• Aim of the exercise
Carry on the article about the Yale-led project on the microbiome and social networks, starting right after its last sentence.

Text shown START

New Yale-led project looks at the microbiome-social network connection

Professor Nicholas Christakis will head an international project that examines the intersections of human genomic, microbiome, and social network data.
Nicholas Christakis
Nicholas Christakis

Nicholas Christakis, Yale’s Sterling Professor of Social and Natural Science, will lead a new project that explores the relationship between face-to-face social networks and the human microbiome.

The Microbiome Biology and Social Networks in the Developing World project, which began Jan. 1 and will continue through December 2022, is funded by a $3.54 million grant from the Zurich-based NOMIS Foundation. Collaborators on the project include Edo Airoldi of Temple University and Ilana Brito of Cornell University.

The project will merge human genomic, microbiome, and social network data to examine important relationships among our own genes, the organisms living in our bodies, and our social connections to one another. In addition, conducting this study within an existing research project will enable further inquiry into how these phenomena are related to the socioeconomic and health data of thousands of people within a social network in rural Honduras.

Although bacteria are typically associated with infection, the human gut microbiome — all of the microbial species found in the human digestive tract — plays a crucial role in human life. Humans are dependent on the bacteria that live on and inside them in order to digest food, produce vitamins, regulate the immune system, and provide protection against pathogenic bacteria.

Text shown END
Excerpted records START

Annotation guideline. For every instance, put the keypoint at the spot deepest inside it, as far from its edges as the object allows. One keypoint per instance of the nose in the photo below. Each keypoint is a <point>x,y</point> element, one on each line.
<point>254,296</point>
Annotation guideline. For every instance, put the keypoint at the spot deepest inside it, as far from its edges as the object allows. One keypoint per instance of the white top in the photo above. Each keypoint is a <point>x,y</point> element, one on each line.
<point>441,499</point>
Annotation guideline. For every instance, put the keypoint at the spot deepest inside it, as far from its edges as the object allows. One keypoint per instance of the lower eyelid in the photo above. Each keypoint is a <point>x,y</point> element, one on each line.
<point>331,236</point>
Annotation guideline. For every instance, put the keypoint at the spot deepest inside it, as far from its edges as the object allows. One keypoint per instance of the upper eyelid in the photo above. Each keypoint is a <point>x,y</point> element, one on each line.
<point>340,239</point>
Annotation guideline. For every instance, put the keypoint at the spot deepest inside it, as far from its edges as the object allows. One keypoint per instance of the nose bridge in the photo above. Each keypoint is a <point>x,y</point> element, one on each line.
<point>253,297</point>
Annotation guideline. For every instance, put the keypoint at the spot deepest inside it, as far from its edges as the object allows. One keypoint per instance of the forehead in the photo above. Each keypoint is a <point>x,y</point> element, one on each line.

Excerpted records END

• Answer for this exercise
The number of microbial cells in the human body is equal to or greater than the number of human cells, and the total number of genes in the microbiome is at least 200 times greater than the number of genes in the human genome. Yet many of these organisms have yet to be identified, and scientists know relatively little about their role in human health and disease.

The researchers noted that the project aims to add significantly to the current understanding of how the microbiome affects and is affected by human social connections by exploring how the microbiota moves across social network connections and how that spread of the symbiotic microbial environment affects humans. The researchers said it is possible that some diseases previously thought to be noncommunicable, such as obesity, atherosclerosis, diabetes, or depression, might, in some cases, be contagious via social networks.